* [YOUR TASK]: A verbatim copy of the whole listing is what is needed.
• • • •
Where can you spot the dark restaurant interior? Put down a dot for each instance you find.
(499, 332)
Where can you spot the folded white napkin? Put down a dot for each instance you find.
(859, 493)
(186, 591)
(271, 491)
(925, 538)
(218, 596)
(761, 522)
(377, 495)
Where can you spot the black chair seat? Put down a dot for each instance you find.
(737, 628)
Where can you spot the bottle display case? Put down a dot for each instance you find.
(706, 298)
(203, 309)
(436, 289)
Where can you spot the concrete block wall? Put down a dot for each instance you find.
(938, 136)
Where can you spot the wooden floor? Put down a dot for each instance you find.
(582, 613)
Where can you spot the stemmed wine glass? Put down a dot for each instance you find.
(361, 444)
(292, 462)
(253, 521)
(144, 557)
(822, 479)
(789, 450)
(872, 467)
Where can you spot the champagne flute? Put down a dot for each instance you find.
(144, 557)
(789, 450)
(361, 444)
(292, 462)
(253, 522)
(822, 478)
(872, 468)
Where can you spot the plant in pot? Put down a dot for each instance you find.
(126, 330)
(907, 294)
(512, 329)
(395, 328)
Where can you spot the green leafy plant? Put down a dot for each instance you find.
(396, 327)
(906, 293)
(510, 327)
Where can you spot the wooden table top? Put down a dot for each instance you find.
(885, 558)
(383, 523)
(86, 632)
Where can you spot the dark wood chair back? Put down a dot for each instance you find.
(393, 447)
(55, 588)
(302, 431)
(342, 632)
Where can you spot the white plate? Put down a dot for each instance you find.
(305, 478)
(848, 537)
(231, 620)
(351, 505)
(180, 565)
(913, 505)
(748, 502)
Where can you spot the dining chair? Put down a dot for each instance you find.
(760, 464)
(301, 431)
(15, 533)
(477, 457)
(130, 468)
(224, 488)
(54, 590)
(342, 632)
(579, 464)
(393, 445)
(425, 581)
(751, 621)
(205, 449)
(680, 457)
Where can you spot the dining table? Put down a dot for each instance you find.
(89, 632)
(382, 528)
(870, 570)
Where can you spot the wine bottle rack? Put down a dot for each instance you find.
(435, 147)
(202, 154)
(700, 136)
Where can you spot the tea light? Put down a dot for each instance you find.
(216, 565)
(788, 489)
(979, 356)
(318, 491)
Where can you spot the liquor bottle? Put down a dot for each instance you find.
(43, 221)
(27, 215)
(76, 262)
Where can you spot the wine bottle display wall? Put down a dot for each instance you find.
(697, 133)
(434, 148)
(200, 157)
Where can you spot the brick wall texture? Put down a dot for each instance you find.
• • • •
* [RESPONSE AREA]:
Where can you spot the dark restaurant interior? Put down a dot for each instance you find.
(499, 332)
Where can you spot the folded white napkin? Put down a dot for each instance you find.
(859, 493)
(186, 591)
(271, 491)
(925, 538)
(218, 596)
(761, 522)
(377, 495)
Where can you spot the black chair seat? Put down a dot for each instance you find.
(737, 628)
Where can you spot the bottle display case? Put down a dot for each instance you find.
(706, 298)
(203, 309)
(436, 289)
Where can you spot the concrete block wall? Put down a dot for each instance you find.
(938, 136)
Where can you spot the wooden floor? Put down a dot for each instance you find.
(582, 613)
Where can you spot the stemmed wine glass? Put down a dot for each instance you find.
(361, 444)
(292, 462)
(253, 521)
(144, 557)
(822, 479)
(789, 450)
(872, 467)
Where can you spot the champagne flute? Put down a dot for each instance you find.
(144, 557)
(789, 450)
(361, 444)
(292, 462)
(253, 522)
(822, 478)
(872, 468)
Where can you spot the plant in pot? Put down a dot for each instance you find.
(126, 330)
(907, 294)
(512, 329)
(395, 328)
Where can you spot the green leafy plant? Put down a dot for each instance you find.
(396, 327)
(906, 293)
(510, 327)
Where can you spot the wooden table top? Put down a dot for each instance you find.
(885, 558)
(383, 523)
(86, 632)
Where can you spot the dark wood chair back? Put down a dot for each instance you find.
(393, 447)
(55, 588)
(302, 431)
(342, 632)
Where can you spot the white plate? Put down a dot for each instance you find.
(305, 478)
(848, 537)
(231, 620)
(351, 505)
(180, 565)
(913, 505)
(748, 502)
Where can you spot the dining chair? Put down a dot for each instance you find.
(760, 464)
(301, 431)
(15, 533)
(477, 457)
(130, 468)
(224, 488)
(54, 590)
(342, 632)
(579, 464)
(393, 445)
(425, 581)
(751, 621)
(205, 449)
(680, 457)
Where can you spot the dining table? Put down a dot for each instance you find.
(89, 632)
(382, 528)
(870, 570)
Where can you spot the wine bottle rack? Put down a dot for each instance you find.
(435, 147)
(202, 154)
(700, 136)
Where can you spot the tea light? Put down a dot for each instance you find.
(216, 565)
(788, 489)
(979, 356)
(318, 491)
Where can you spot the liquor bottle? Put down a dot for each instance you find.
(43, 221)
(27, 215)
(76, 262)
Where can you spot the wine bottle display wall? Put down a dot for each instance you find.
(697, 133)
(434, 148)
(200, 157)
Where can you spot the brick wall texture? Put down a dot for each instance you find.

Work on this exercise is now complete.